Document extract:

Question

If r(x) = 2 – x2 and w(x) = x – 2, what is the range of (Wºr) (x)

(-∞,0]
(-∞,2]
[0,∞)
[2,∞)

Answer 1

(-inf,2]

Explanation:

`(w \circ r)(x)=w(r(x))`

`w(2-x^2)` I replaced r(x) with 2-x^2

`(2-x^2)-x` I replace the x in w(x)=x-2 with 2-x^2

`-x^2-x+2`

You can graph this to find the range.

But since this is a quadratic (the graph is a parabola), I'm going to find the vertex to help me to determine the range.

The vertex is at x=-b/(2a). Once I find x, I can find the y that corresponds to it by using y=-x^2-x+2.

Comparing ax^2+bx+c to -x^2-x+2 tells me a=-1, b=-1, and c=2.

So the vertex is at x=1/(2*-1)=-1/2.

Problem: Can you write out, word for word, the part of the function-range thread between "The vertex is at x=-b/(2a)." and "is at x=1/(2*-1)=-1/2.", inclusive? The items that come next have no connection to the function-range thread.

Provided material:
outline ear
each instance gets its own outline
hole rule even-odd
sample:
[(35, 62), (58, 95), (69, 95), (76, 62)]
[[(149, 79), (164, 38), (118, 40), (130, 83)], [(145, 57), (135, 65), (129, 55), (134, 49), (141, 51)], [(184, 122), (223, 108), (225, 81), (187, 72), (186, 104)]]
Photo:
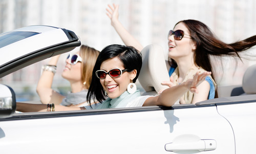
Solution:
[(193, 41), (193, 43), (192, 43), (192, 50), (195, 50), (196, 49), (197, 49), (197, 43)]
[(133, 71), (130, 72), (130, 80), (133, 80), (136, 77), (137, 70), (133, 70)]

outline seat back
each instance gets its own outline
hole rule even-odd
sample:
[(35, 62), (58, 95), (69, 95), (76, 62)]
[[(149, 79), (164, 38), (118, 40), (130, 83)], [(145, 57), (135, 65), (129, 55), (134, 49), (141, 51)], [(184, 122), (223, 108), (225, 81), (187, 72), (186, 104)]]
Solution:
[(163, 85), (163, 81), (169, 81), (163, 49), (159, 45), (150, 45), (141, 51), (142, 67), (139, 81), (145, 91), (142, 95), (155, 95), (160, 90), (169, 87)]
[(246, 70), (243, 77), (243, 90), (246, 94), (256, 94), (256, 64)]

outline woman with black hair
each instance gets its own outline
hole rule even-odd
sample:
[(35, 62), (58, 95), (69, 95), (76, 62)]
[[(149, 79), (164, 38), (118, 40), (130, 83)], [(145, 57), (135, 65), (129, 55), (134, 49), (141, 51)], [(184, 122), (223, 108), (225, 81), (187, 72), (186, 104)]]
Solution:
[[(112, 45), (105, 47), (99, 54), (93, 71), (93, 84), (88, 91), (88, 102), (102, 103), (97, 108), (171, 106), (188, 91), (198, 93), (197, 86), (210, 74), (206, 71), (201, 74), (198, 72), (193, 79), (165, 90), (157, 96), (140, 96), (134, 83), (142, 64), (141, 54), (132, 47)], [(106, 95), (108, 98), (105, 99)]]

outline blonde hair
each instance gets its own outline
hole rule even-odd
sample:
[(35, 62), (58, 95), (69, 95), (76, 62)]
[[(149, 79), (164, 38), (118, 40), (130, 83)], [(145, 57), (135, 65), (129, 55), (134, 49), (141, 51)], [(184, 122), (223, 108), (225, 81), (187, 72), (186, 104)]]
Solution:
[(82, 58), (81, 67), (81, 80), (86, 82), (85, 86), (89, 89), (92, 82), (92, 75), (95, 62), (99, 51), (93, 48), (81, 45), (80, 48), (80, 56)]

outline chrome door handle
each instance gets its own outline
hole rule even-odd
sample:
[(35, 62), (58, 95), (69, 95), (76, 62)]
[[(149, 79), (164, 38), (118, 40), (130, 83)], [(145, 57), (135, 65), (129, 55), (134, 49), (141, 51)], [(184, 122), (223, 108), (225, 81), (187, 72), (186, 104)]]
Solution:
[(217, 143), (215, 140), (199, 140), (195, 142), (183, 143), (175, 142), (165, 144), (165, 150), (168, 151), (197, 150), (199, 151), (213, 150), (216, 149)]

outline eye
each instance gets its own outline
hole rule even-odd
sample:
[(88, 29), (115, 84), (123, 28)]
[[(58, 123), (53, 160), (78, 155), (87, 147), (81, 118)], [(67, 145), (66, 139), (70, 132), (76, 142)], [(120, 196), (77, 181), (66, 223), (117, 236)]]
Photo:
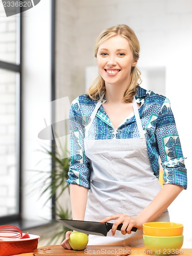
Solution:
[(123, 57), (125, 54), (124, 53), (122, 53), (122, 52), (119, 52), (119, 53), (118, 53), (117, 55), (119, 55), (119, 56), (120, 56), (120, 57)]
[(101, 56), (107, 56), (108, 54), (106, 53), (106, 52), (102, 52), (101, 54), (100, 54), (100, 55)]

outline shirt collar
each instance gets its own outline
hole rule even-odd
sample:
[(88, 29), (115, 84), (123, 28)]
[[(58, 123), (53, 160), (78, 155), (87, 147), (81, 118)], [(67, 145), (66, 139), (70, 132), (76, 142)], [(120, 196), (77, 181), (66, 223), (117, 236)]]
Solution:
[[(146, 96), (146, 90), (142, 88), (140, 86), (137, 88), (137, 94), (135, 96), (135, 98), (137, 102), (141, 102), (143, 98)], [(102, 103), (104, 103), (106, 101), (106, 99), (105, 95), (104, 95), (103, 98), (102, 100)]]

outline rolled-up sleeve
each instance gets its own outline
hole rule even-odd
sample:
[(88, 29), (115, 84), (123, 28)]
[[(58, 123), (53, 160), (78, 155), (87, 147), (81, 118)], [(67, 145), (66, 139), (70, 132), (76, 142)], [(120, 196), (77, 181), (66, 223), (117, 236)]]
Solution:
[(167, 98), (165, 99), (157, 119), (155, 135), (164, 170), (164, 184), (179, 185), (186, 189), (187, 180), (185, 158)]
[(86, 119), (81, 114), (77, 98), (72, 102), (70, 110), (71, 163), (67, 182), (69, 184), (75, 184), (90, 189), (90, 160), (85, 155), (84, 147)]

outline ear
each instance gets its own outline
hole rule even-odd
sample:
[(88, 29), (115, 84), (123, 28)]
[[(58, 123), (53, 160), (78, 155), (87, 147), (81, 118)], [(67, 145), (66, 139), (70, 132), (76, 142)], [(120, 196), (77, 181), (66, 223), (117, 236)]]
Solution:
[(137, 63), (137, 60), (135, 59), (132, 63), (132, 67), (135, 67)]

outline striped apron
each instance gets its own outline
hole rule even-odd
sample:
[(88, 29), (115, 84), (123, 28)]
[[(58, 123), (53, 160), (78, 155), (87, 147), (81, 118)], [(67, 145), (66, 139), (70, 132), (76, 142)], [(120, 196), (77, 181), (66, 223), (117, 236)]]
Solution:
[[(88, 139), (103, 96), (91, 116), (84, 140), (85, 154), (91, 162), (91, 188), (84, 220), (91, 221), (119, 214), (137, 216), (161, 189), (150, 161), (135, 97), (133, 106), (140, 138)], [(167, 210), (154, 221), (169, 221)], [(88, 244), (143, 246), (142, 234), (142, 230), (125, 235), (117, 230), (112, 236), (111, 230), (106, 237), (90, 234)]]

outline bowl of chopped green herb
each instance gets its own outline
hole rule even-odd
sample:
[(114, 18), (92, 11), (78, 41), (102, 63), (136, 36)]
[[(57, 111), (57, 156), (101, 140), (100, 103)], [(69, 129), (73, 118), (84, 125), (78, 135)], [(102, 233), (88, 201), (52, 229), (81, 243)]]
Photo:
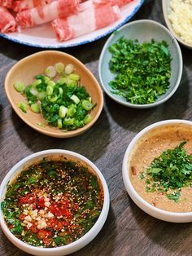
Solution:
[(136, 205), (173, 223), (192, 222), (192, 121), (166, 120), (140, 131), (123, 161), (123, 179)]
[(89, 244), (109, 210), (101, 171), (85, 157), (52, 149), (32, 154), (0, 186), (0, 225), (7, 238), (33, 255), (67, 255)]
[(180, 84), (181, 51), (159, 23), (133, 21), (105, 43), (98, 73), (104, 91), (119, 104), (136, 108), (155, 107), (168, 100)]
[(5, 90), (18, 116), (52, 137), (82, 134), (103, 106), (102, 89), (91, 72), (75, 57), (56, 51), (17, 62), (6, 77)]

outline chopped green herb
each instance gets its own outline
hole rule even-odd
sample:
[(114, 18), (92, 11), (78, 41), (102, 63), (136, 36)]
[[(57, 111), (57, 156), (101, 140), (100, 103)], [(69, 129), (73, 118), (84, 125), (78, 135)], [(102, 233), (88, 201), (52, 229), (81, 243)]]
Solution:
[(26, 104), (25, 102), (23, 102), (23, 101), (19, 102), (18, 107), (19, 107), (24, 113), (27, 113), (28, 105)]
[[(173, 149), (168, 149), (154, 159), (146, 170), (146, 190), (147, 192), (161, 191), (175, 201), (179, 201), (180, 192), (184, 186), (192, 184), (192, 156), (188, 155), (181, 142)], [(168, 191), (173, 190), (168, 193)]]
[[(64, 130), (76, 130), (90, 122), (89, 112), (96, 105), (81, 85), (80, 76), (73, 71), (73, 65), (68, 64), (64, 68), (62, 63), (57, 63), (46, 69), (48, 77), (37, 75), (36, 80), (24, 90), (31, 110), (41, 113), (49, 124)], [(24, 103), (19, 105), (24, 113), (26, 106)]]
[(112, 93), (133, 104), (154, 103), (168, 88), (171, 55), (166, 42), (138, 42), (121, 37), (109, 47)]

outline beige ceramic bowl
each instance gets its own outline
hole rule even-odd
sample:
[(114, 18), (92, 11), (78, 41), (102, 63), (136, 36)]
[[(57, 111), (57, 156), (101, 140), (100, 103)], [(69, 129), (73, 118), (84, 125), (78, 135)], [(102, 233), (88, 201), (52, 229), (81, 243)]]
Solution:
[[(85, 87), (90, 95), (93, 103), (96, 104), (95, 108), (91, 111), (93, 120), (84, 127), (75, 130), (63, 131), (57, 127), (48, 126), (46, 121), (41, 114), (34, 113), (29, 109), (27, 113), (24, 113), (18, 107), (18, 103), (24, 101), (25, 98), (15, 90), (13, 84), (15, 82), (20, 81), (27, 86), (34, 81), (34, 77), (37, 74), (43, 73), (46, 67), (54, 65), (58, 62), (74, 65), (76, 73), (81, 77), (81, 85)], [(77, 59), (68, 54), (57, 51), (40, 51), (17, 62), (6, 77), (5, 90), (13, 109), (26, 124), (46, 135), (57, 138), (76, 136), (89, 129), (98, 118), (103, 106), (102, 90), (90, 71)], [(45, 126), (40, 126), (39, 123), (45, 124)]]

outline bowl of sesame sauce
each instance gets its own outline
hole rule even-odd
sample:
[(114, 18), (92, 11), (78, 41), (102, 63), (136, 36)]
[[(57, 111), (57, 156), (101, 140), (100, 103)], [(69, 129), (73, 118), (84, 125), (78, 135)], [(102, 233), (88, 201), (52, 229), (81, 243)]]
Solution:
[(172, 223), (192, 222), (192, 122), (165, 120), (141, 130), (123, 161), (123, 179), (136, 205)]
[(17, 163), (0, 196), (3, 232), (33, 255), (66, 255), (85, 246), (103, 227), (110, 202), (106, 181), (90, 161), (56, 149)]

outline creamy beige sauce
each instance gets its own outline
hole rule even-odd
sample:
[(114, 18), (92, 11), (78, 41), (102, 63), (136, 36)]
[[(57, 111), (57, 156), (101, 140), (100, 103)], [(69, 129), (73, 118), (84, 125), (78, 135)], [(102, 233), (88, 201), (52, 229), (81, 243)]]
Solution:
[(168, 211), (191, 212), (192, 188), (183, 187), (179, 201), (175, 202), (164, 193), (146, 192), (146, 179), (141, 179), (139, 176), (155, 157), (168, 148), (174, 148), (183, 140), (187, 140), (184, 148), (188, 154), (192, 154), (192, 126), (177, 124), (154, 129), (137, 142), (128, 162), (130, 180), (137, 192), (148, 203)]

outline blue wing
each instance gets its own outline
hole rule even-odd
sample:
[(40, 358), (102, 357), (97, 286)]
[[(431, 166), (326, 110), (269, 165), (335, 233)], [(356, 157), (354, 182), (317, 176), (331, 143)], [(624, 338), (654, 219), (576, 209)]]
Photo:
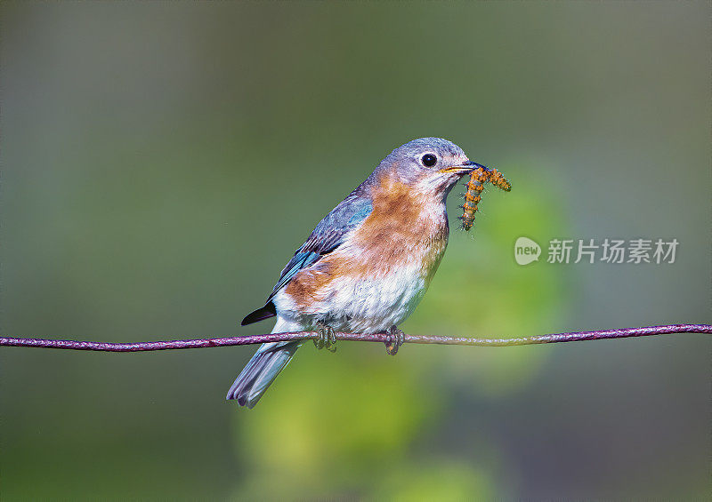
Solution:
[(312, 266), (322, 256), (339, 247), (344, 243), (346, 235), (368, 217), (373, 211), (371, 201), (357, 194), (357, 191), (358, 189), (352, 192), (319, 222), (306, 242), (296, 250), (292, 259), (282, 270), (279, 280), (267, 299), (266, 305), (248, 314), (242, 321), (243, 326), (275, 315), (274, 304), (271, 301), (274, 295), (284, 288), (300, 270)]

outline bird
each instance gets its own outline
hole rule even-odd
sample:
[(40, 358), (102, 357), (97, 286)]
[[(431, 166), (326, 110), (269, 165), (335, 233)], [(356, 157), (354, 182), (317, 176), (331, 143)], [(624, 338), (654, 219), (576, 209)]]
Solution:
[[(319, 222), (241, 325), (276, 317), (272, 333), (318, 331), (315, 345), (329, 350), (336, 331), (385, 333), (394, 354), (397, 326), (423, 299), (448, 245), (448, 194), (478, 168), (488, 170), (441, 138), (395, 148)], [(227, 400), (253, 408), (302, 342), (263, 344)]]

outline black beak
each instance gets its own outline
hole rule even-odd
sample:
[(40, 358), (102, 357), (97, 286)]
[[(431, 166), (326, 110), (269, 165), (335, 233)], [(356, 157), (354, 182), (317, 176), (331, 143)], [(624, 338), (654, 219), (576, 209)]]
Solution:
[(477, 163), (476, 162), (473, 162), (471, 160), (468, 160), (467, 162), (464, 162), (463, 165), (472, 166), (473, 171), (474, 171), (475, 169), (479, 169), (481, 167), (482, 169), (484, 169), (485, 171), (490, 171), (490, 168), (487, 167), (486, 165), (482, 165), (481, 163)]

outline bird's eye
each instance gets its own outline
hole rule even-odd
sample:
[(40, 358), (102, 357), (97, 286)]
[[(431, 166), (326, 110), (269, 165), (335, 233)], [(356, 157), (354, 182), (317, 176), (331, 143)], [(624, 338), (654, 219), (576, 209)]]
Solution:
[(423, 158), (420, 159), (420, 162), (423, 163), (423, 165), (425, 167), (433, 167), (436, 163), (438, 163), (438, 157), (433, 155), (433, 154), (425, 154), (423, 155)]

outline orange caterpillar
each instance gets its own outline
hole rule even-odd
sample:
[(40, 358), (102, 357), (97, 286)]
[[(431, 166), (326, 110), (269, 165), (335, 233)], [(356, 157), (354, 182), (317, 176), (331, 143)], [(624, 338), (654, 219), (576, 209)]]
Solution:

Result of this task:
The vertex is at x=-b/(2a). Once I find x, I can find the y that corresponds to it by using y=-x^2-x+2.

Comparing ax^2+bx+c to -x^2-x+2 tells me a=-1, b=-1, and c=2.

So the vertex is at x=1/(2*-1)=-1/2.